◆ Task goal ◆
Find every line in the entries that holds the string "target" and report it.

Segmentation mask data
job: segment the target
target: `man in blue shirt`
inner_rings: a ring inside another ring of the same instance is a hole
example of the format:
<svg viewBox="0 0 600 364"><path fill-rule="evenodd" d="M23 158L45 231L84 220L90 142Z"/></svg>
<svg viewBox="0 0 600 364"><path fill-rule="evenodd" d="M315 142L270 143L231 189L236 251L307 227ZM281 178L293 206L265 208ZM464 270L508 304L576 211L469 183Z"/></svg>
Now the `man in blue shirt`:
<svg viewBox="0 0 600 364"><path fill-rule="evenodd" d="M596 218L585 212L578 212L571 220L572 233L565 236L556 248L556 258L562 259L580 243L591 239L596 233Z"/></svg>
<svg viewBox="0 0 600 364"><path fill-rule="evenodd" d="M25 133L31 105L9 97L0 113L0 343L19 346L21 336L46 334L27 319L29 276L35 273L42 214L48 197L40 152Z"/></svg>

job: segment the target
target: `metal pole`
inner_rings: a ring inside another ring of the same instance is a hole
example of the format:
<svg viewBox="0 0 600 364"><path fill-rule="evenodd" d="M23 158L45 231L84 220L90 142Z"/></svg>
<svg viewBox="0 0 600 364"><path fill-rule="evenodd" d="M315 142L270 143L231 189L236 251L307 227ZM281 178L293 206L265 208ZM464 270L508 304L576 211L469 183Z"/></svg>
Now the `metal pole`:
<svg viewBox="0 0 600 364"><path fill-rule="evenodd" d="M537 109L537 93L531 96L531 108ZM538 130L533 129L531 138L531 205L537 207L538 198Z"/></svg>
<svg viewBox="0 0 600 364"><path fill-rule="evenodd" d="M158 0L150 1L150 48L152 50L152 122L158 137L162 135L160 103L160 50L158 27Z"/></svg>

◆ Expected output ◆
job: segment the target
target: `man in blue shirt`
job: segment the target
target: `metal pole`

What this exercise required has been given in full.